* Provided passage *
-------------------------
Why Can't I Eat Before Surgery?

April 26, 2018

A confused woman

If you’re having surgery on your shoulder, why does it matter what’s in your stomach? We asked Dr. Matthew Hoberg to explain more about pre-surgery directives, including fasting.

If you have an upcoming surgery, your care team likely gave you instructions to fast before your procedure. But why? We asked Matthew Hoberg, M.D., medical director of Renown Surgical Services, to explain why it’s important to forgo food and drinks before surgery.

Why are patients instructed to fast before surgery?

Regardless of surgery type or site, we want the stomach to be empty before having anesthesia, because anesthesia can reduce your body’s ability to protect and prevent food or acids from the stomach from entering the lungs.

Normally, your body is able to prevent this, but anesthesia medicines make it harder for your body to do so. When food or liquids from the stomach get into the lungs, doctors call it “aspiration.” This is rare, but can be dangerous if it does happen.

Solid foods and liquids leave the stomach at different rates too. Solid food takes longer to empty from the stomach than liquids, so the time to stop eating solids (eight hours) is longer than that for clear liquids (two hours).

The body has energy reserves to produce needed nutrients and fuel during fasting. Recently, studies have shown it is important to stay hydrated and have some carbohydrates in clear liquids up to two hours before surgery, so clear liquids are allowed until two hours before surgery.

There are also special rules for babies and young children who need surgery. For example, you may give breast milk up to four hours before surgery. If your baby drinks formula, you should stop six hours before surgery, and all solid foods you should stop eight hours before. Your child’s doctor or nurse will give you exact instructions.

What if you show up for surgery and have broken the no-eating rule? Will surgery be re-scheduled?

If patients have not followed the fasting guidelines, surgery will be postponed or rescheduled due to the possible increased risk associated with not having an empty stomach. The exception would be emergency surgery that cannot be delayed in which case special precautions are taken to help prevent anything from getting into the lungs.

What other pre-operative rules should be followed to the letter?

All instructions given to patients before their surgery or procedure should be followed. There are specific medical reasons behind all the instructions and they are designed for safety — to minimize risks, lower complications like infections and enhance the recovery process to help patients get back to normal as quickly as possible.

Also, many patients ask if they should continue taking medications before surgery. The answer is: It depends. Your doctor or nurse will tell you which medicines you should take and when. Some medicines need to be stopped before surgery. But for others, it’s important you keep taking them as usual. You may also get new medicines to take before surgery.

You may be asked to take some medications before surgery as part of advanced pain management protocols. If you need to take medicine right before your surgery, you can take it with a sip of water.
-------------------------
* Image point grounding data *
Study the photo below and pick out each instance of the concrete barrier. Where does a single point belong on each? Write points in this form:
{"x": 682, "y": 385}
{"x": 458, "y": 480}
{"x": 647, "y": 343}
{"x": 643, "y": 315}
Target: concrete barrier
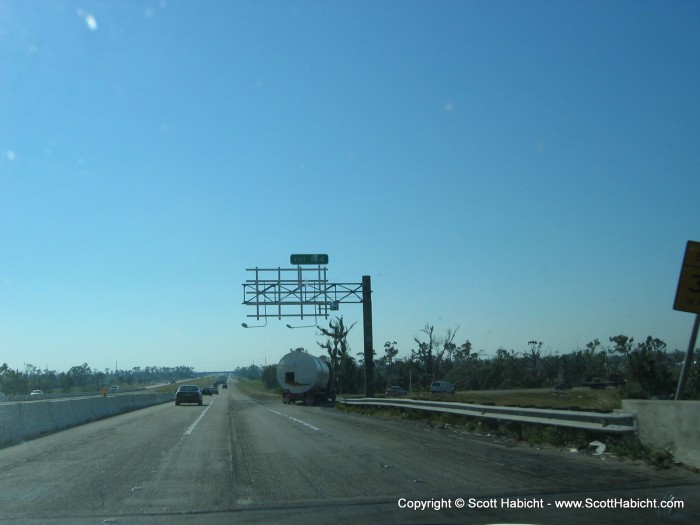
{"x": 672, "y": 425}
{"x": 20, "y": 421}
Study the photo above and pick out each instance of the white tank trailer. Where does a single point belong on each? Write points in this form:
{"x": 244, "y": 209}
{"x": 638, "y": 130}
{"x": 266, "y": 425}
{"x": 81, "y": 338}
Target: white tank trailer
{"x": 304, "y": 377}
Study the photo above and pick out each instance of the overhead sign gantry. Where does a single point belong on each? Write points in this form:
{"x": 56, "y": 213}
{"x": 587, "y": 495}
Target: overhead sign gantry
{"x": 304, "y": 291}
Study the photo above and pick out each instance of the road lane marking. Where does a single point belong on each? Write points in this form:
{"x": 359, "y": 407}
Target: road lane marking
{"x": 196, "y": 421}
{"x": 308, "y": 425}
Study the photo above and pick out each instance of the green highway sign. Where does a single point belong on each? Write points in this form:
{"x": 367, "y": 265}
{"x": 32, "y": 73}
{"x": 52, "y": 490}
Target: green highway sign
{"x": 308, "y": 258}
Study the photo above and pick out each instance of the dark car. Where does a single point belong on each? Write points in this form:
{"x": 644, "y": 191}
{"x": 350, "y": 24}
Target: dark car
{"x": 188, "y": 394}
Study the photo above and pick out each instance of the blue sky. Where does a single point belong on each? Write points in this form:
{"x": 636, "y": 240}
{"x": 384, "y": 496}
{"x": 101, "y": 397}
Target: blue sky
{"x": 523, "y": 170}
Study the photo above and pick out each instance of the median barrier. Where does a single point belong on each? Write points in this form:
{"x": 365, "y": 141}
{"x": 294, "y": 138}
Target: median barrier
{"x": 20, "y": 421}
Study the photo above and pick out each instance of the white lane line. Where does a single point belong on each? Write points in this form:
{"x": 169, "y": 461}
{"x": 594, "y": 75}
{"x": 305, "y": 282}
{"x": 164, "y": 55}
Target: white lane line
{"x": 196, "y": 421}
{"x": 308, "y": 425}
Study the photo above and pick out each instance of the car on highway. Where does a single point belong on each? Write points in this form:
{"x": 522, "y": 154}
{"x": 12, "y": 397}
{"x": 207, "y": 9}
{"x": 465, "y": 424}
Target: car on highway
{"x": 188, "y": 394}
{"x": 395, "y": 391}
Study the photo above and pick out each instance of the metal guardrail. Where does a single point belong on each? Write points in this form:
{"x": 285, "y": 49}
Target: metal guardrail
{"x": 617, "y": 422}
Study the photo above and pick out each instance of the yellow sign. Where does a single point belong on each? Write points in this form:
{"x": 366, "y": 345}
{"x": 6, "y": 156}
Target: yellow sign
{"x": 688, "y": 292}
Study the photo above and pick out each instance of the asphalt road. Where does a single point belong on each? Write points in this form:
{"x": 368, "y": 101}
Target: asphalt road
{"x": 238, "y": 460}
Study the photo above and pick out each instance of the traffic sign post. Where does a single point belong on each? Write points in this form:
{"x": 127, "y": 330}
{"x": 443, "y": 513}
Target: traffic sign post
{"x": 688, "y": 292}
{"x": 688, "y": 300}
{"x": 306, "y": 292}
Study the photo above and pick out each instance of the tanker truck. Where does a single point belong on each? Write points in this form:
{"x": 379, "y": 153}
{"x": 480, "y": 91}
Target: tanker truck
{"x": 304, "y": 377}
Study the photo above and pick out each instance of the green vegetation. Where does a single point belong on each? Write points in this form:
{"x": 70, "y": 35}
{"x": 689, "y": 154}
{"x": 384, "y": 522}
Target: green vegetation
{"x": 83, "y": 378}
{"x": 644, "y": 370}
-------------------------
* Work to be completed *
According to the article on fasting before surgery, why must patients stop eating solid food earlier than they stop drinking clear liquids? Answer in one to three sentences. The listing is separate material and is not connected to the article on fasting before surgery.

* Output below *
Solid food takes longer to empty from the stomach than liquids do. For that reason, patients stop eating solids eight hours before surgery, while clear liquids are allowed until two hours before.